━━━ SOURCE INFORMATION

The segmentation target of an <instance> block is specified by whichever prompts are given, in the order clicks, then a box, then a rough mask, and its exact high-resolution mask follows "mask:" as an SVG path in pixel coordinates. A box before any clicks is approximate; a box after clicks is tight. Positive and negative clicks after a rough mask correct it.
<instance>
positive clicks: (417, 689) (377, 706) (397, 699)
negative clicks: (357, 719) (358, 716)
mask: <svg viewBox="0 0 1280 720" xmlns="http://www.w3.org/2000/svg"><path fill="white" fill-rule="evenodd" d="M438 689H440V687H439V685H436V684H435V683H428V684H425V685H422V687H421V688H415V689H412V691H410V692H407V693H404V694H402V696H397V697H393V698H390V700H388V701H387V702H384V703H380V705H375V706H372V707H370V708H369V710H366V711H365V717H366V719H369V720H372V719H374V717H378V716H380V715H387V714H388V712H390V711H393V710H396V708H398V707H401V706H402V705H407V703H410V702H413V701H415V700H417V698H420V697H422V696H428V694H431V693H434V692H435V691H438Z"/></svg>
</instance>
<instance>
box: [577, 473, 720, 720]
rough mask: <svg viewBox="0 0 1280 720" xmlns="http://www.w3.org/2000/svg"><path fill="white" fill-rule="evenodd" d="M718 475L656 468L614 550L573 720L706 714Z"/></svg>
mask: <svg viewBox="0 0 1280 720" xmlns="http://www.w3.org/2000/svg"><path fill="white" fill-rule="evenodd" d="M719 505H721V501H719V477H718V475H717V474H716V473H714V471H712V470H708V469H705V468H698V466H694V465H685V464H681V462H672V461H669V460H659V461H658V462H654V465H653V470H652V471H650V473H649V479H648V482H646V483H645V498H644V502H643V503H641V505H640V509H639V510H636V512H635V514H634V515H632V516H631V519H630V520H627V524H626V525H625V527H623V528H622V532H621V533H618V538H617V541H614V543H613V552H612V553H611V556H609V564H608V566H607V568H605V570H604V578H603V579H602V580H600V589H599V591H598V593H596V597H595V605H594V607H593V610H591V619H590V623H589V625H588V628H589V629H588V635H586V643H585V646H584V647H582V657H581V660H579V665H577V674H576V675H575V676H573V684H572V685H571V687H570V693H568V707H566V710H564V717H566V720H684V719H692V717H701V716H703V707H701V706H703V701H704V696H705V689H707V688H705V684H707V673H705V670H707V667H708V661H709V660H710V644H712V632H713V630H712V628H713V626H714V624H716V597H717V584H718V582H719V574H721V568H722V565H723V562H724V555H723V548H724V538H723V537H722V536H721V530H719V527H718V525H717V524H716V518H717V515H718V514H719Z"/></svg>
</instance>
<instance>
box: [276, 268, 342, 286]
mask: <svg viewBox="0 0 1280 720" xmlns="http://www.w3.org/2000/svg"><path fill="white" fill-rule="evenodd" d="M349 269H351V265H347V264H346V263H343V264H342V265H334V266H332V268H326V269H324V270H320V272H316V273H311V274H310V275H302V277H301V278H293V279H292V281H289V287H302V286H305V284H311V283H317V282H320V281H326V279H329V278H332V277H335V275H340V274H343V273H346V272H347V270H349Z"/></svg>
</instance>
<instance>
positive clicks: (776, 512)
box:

━━━━━━

WORK INSTRUCTIONS: From the very first line of the data through the line with "positive clicks: (417, 689)" in it, please reproduce each line exactly and output nothing more.

RESPONSE:
The segmentation target of an <instance> block is specified by whichever prompts are given, in the order clicks, then a box, then a rough mask, and its exact high-resolution mask follows "mask:" as an SVG path in pixel coordinates. A box before any clicks is approximate; a box after clicks is tight. Positive and negative clicks after a rough mask correct it.
<instance>
positive clicks: (417, 689) (377, 706) (397, 699)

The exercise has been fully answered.